**ACTIVITY:** For each line below, print it again exactly as shown.

**DATA UNDER STUDY:**
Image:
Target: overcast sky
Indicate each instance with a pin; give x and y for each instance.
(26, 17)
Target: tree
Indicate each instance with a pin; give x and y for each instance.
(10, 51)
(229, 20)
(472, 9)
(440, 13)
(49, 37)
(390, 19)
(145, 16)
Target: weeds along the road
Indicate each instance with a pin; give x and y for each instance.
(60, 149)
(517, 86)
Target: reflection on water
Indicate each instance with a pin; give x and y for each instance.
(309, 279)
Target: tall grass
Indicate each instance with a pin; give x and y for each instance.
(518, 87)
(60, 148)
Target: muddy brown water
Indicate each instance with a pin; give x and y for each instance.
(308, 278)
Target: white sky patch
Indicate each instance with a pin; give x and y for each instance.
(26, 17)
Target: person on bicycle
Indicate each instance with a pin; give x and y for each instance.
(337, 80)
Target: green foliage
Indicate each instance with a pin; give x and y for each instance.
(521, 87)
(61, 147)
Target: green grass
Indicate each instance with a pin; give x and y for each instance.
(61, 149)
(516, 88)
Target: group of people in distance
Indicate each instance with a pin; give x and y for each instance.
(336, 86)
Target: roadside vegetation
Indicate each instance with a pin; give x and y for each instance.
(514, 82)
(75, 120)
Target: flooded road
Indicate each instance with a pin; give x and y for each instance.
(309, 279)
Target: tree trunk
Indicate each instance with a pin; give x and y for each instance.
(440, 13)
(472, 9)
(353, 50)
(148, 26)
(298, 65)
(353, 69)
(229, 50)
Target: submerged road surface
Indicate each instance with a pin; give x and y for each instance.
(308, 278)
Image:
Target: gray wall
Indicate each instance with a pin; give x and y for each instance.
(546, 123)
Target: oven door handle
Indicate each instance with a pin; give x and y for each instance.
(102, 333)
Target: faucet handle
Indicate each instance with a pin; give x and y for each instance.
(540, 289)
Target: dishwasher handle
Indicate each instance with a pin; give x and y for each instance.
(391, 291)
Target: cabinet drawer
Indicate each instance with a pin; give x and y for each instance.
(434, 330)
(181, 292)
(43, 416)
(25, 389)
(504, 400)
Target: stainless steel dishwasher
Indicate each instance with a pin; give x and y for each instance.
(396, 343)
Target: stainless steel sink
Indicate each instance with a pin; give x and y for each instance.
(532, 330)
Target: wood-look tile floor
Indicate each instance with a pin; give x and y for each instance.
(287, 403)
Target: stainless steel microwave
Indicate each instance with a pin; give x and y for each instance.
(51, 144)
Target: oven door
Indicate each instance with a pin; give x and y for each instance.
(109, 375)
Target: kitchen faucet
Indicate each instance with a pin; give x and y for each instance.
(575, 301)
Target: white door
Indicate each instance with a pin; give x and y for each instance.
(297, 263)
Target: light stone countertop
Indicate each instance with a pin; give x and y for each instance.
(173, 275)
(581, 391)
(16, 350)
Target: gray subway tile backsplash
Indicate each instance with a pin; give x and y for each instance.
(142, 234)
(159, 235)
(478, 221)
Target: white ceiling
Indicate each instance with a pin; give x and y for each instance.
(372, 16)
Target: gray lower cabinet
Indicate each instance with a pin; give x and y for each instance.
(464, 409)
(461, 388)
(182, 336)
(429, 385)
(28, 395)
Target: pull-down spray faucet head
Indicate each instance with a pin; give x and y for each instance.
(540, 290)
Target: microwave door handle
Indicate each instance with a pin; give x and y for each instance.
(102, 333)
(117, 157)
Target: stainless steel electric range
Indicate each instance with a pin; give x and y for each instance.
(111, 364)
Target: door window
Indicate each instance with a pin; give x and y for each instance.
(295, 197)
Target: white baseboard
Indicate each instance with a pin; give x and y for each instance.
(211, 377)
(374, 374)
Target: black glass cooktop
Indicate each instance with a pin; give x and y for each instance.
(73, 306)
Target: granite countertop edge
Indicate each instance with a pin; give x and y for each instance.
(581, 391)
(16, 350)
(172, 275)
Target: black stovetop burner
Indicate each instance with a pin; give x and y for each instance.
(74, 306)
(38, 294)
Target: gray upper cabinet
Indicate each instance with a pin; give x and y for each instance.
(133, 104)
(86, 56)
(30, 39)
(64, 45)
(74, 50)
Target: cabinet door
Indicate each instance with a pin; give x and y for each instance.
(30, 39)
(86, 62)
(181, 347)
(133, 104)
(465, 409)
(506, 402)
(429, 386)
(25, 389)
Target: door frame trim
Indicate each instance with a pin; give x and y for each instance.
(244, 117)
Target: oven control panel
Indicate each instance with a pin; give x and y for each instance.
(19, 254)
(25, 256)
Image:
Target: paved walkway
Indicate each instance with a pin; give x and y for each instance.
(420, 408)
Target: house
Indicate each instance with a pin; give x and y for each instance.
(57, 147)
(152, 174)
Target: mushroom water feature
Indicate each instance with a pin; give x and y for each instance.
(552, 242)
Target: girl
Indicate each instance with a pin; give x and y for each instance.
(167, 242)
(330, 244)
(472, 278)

**OUTPUT FOR THIS TASK:**
Image:
Target: overcast sky
Indicate each instance with a pin; give x and y for each instance.
(26, 17)
Target: tree
Indicate each instance with a pin; give x and y for each instance.
(10, 51)
(229, 20)
(472, 9)
(440, 13)
(49, 37)
(390, 19)
(145, 16)
Target: weeds along the road
Indicate each instance with a pin; give x and y for each instance.
(60, 149)
(517, 86)
Target: reflection on water
Indicate each instance with a pin; give x and y for each instance.
(309, 279)
Target: tall grass
Indicate each instance with a pin; give x and y for each instance.
(518, 87)
(60, 148)
Target: muddy brown water
Indicate each instance with a pin; give x and y for each instance.
(308, 278)
Target: white sky patch
Indicate each instance with a pin; give x and y for each instance.
(26, 17)
Target: person on bicycle
Indicate each instance with a pin; give x and y for each instance.
(337, 80)
Target: green foliage
Indicate each instance with a pin; give x and y for each instance.
(521, 87)
(61, 147)
Target: green grass
Indicate each instance with a pin; give x and y for each instance.
(61, 149)
(516, 88)
Target: group of people in distance
Indicate each instance with a pin; give x and y for each instance.
(336, 86)
Target: roadside vegetation
Indicate each instance with a pin; give x and y for each instance.
(514, 82)
(75, 120)
Target: flooded road
Indicate each instance with a pin; give x and y for each instance.
(309, 279)
Target: tree trunk
Indicate each instance with a pin; give x and y for each instance.
(440, 13)
(472, 9)
(353, 50)
(148, 26)
(298, 65)
(353, 69)
(229, 50)
Target: submerged road surface
Indicate each instance with a pin; give x and y for each instance.
(308, 278)
Image:
Target: gray wall
Indicate each instance with a pin; give x and y for each instance.
(546, 123)
Target: oven door handle
Indicate each instance with a pin; give x and y for each instance.
(102, 333)
Target: faucet handle
Indicate each instance with a pin; give x and y for each instance.
(540, 289)
Target: dishwasher handle
Indicate each instance with a pin; give x and y for each instance.
(391, 291)
Target: cabinet drawer
Indicate each instance with a pin; give x and y for each instance.
(434, 330)
(181, 292)
(43, 416)
(25, 389)
(504, 400)
Target: stainless steel dishwasher
Indicate each instance with a pin; give x and y for each instance.
(396, 343)
Target: stainless steel sink
Indicate each instance with a pin; give x and y for each instance.
(532, 330)
Target: wood-look tile floor
Indicate each instance with a pin; give x and y for each instance.
(287, 403)
Target: stainless steel microwave
Indicate each instance with a pin; give x and y for each instance.
(51, 144)
Target: oven door
Indicate each instance with a pin; give x and y for each instance.
(109, 375)
Target: kitchen faucet
Indicate each instance with a pin; give x and y for each instance.
(575, 301)
Target: white door
Indicate each instance with a pin; give x and y for each instance.
(297, 263)
Target: light stone countertop
Indicate each instance with a pin; give x and y for each instance.
(173, 275)
(581, 391)
(16, 350)
Target: gray subway tile backsplash
Indicate each instance with a pin; give x and y for each instance.
(142, 234)
(159, 235)
(478, 221)
Target: white ceiling
Indicate each instance with a pin; give x and y for each instance.
(372, 16)
Target: gray lower cabinet
Indicate each instance with a pin; give x and y for each instance.
(464, 409)
(461, 388)
(182, 336)
(429, 385)
(28, 395)
Target: pull-down spray faucet head
Indicate each instance with a pin; give x and y for each instance.
(540, 290)
Target: microwave door handle
Indicate each instance with a pin; give x and y for each instance.
(102, 333)
(117, 157)
Target: stainless steel electric range
Indicate each instance with a pin; give x and y for each instance.
(111, 364)
Target: door window
Indicate each instance with a pin; give x and y for each instance.
(295, 197)
Target: white baseboard
Indicate each instance with a pin; give x and y for each instance.
(211, 377)
(374, 374)
Target: black glass cooktop
Indicate each instance with a pin; give x and y for each instance.
(73, 306)
Target: granite countertop edge
Indicate each instance with a pin; give x and y for each instance.
(581, 391)
(16, 350)
(172, 275)
Target: black stovetop burner
Indicate each instance with a pin; give x and y for each instance.
(74, 306)
(38, 294)
Target: gray upper cabinet
Indicate each instance with a pin; give x and y for each instance.
(133, 104)
(86, 56)
(30, 39)
(64, 45)
(74, 50)
Target: cabinet door
Indicate each instance with a pin; give x and y for each instance.
(30, 39)
(86, 62)
(181, 347)
(133, 104)
(465, 409)
(506, 402)
(429, 386)
(25, 389)
Target: door frame trim
Indicate each instance with a pin; give x and y for each instance.
(244, 117)
Target: oven control panel
Indicate each instance with a pin; give x and y for each instance.
(19, 254)
(25, 256)
Image:
Target: paved walkway
Indicate each instance with a pin; give x and y for each instance.
(420, 408)
Target: house
Indicate each instance with a pin; give x and y for each instance.
(57, 147)
(152, 174)
Target: mushroom water feature
Indicate each instance with a pin; give x and y for each instance.
(552, 242)
Target: girl
Indicate each instance with a pin; give x and y for each instance.
(167, 242)
(330, 244)
(472, 278)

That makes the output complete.